About this task: From the line that includes "Could you please pick out the woman" to the last line of the records, inclusive, repeat each line exactly.

═════ Records for the task

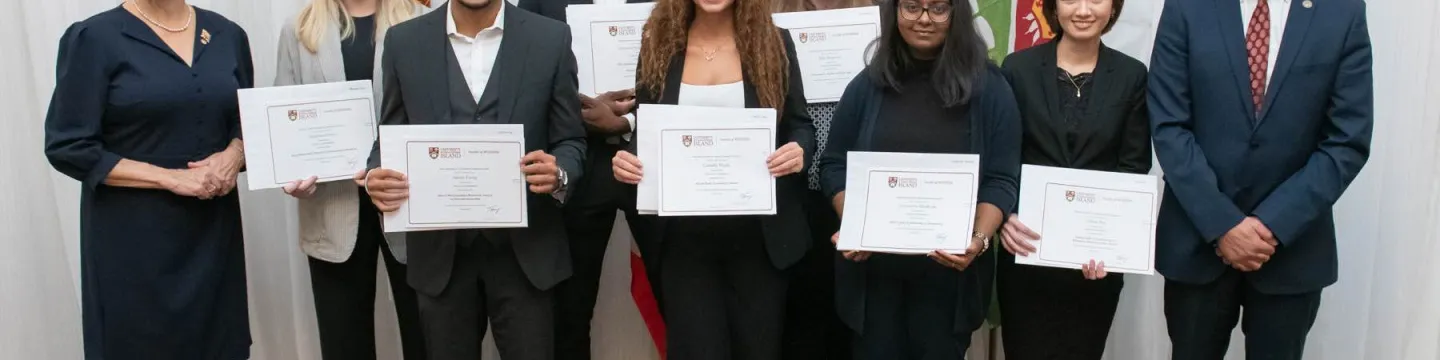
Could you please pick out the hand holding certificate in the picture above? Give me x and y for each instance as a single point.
(909, 203)
(704, 162)
(297, 133)
(1083, 216)
(437, 177)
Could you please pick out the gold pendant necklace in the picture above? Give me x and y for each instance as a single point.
(143, 15)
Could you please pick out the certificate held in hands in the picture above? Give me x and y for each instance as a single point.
(1085, 215)
(460, 176)
(909, 203)
(295, 133)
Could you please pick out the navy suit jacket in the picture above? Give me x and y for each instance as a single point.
(1286, 164)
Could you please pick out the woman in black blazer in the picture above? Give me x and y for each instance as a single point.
(1083, 107)
(929, 90)
(723, 275)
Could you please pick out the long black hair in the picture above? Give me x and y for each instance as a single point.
(959, 66)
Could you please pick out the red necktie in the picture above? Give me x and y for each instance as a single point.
(1257, 41)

══════════

Response area:
Could you please pick out the woman in black blazer in the picture above? Give me x and y for each instance as a single point.
(1083, 107)
(929, 90)
(723, 275)
Could you please pick out the long black hair in the picture above? Give me x and y for each instance as a single point.
(959, 66)
Could you please pick out the red necktie in the picture above? Give me x and y for each instance as a single point.
(1257, 41)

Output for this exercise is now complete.